* _Input_:

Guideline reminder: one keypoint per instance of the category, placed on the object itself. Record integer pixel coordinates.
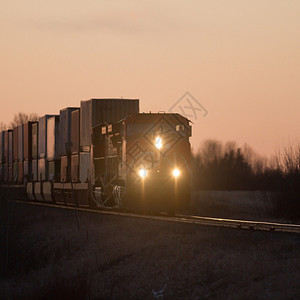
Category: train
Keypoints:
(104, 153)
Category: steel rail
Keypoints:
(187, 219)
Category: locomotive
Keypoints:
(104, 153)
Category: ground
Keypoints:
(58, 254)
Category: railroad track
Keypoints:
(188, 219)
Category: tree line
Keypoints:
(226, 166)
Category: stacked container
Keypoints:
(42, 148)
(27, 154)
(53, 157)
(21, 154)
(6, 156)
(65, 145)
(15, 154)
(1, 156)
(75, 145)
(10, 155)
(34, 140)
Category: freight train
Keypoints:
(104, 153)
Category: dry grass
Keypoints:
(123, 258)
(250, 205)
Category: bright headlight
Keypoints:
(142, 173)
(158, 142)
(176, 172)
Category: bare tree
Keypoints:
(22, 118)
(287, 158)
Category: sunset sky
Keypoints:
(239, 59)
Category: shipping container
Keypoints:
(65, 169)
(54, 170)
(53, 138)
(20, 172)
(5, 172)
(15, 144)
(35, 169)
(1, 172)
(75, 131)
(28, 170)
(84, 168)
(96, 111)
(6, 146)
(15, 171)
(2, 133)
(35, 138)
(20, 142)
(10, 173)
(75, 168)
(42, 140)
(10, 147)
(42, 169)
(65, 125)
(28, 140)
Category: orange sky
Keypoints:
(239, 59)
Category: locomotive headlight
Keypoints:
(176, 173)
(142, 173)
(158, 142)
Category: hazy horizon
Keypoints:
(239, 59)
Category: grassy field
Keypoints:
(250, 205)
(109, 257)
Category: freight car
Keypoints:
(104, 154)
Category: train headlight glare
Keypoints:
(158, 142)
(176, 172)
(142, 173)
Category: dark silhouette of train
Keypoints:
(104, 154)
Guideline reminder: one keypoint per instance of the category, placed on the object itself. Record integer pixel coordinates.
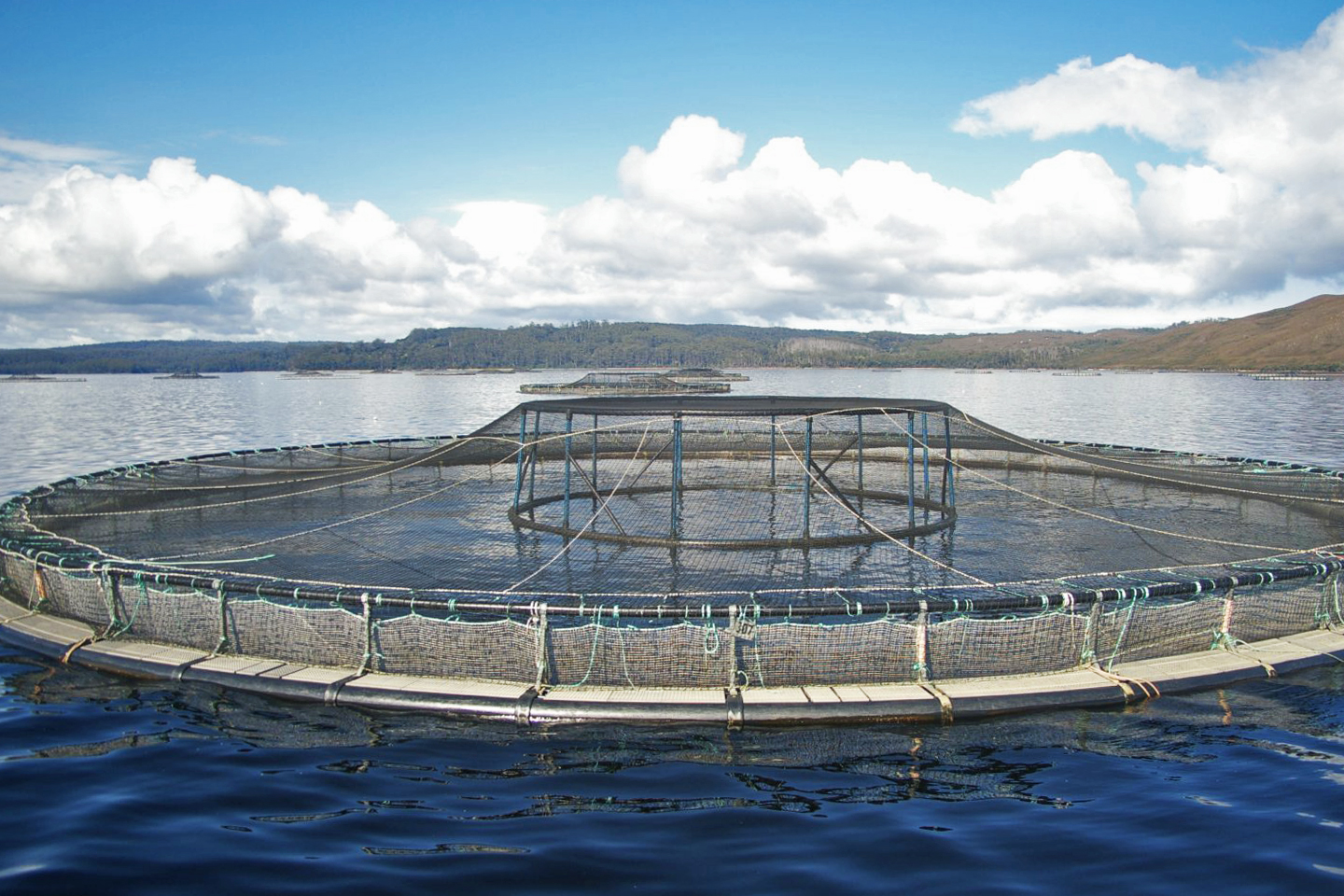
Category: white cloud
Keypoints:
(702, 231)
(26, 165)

--

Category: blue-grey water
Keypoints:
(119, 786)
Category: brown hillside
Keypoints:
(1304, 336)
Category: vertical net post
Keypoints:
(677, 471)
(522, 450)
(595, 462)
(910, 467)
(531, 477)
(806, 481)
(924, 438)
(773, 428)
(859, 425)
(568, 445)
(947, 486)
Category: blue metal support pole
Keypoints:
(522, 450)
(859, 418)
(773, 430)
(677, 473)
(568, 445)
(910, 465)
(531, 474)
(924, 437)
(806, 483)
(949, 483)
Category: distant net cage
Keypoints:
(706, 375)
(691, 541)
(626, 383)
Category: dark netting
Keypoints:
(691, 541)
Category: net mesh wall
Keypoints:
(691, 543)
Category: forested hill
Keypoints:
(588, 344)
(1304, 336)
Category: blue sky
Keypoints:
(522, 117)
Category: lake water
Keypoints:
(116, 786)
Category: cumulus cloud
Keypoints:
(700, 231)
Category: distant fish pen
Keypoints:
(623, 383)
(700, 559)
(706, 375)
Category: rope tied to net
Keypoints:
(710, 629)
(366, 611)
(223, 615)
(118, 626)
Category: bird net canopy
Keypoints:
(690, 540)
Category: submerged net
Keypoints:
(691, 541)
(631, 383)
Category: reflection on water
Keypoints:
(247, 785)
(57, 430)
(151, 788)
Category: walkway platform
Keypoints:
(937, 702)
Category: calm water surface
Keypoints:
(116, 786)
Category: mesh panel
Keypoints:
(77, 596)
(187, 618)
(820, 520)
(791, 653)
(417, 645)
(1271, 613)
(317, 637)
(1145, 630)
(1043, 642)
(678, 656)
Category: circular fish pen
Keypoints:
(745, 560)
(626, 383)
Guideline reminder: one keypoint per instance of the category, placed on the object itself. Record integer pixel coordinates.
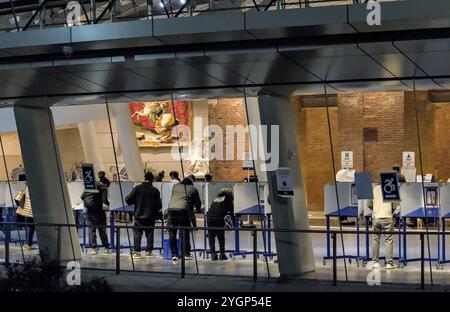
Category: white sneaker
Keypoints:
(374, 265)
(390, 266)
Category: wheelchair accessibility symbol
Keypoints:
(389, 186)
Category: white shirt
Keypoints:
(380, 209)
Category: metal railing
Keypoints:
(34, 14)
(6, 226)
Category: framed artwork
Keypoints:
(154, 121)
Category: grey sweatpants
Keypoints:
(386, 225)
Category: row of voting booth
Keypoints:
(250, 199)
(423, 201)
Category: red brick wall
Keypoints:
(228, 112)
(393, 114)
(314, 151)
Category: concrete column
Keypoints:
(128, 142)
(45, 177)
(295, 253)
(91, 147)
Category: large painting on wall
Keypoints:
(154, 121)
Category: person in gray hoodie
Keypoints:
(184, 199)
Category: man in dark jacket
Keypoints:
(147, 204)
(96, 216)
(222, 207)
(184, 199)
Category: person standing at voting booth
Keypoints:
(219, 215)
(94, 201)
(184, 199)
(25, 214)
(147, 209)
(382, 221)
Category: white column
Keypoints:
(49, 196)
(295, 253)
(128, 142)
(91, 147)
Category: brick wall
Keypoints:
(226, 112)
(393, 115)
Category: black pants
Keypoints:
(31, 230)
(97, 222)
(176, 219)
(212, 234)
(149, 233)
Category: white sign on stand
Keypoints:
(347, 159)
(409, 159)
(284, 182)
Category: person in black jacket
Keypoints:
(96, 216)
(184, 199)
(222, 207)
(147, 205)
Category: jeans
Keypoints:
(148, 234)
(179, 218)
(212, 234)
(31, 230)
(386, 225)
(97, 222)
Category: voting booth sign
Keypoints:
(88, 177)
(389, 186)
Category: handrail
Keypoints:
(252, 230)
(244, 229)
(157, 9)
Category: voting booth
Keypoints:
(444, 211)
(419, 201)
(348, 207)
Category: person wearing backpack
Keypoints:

* _What to do_:
Count the lines in the records above that contain the word "jacket", and reply with only that number.

* _Answer section_:
2